### 연습 자료

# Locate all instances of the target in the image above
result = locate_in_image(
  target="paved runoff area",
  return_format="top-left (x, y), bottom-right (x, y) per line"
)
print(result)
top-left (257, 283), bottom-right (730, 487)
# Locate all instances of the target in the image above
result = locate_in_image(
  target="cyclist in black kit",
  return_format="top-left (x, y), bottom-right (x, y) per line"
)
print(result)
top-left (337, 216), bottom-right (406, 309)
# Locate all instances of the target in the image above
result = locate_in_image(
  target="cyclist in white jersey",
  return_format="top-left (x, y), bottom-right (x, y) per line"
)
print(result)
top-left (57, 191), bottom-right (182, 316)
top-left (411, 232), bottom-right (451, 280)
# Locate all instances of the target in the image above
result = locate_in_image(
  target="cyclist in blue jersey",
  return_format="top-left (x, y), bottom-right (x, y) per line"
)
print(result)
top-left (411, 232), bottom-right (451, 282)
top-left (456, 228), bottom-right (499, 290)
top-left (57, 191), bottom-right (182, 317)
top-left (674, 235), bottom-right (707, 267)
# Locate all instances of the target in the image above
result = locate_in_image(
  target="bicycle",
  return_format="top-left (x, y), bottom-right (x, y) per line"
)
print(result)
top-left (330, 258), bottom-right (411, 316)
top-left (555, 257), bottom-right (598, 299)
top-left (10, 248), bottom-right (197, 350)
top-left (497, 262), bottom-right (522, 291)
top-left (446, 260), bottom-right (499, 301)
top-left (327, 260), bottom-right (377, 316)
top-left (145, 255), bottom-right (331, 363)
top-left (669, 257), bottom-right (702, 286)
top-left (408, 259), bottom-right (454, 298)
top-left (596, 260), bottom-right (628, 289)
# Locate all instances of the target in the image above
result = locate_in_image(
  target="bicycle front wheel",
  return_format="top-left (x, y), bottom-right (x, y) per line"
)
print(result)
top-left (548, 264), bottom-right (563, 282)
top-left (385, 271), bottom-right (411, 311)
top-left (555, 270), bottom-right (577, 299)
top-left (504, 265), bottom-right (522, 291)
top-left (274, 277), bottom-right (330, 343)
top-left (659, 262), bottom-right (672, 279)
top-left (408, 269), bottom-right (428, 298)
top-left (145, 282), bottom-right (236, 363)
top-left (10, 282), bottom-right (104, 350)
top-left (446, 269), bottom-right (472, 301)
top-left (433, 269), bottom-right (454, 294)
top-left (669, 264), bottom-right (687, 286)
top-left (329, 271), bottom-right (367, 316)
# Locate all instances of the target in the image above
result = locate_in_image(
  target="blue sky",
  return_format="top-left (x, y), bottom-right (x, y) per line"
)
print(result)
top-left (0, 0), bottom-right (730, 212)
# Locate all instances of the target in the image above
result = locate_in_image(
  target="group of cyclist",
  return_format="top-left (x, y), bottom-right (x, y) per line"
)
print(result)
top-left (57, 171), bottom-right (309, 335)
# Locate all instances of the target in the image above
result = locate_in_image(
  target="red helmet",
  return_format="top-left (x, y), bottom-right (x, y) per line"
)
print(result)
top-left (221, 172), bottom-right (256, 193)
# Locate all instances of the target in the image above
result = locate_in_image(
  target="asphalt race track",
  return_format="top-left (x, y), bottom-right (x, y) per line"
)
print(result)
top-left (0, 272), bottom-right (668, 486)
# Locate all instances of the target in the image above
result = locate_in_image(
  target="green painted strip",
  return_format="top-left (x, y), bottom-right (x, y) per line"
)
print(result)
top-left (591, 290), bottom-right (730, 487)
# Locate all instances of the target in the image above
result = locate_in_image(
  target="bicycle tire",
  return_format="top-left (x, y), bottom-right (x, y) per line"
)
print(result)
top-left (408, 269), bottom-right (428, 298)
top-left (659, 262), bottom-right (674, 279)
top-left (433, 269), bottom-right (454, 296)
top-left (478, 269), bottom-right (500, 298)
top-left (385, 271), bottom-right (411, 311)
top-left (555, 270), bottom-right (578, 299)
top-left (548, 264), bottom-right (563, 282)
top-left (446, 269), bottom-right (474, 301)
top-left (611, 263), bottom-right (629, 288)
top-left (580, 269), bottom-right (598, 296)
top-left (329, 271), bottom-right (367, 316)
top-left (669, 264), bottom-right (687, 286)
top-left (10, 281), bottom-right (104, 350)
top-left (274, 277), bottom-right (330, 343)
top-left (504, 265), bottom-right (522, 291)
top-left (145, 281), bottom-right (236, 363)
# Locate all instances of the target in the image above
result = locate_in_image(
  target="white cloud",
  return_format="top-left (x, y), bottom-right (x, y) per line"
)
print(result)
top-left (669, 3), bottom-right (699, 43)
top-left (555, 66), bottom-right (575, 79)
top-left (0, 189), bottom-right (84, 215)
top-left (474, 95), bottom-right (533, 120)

### 과제 안내
위 항목에서 "blue"라는 단어가 들어 있는 줄만 걸러 한 줄도 빠짐없이 옮겨 적어 주세요.

### 과제 답안
  target="cyclist in blue jersey",
  target="blue sky",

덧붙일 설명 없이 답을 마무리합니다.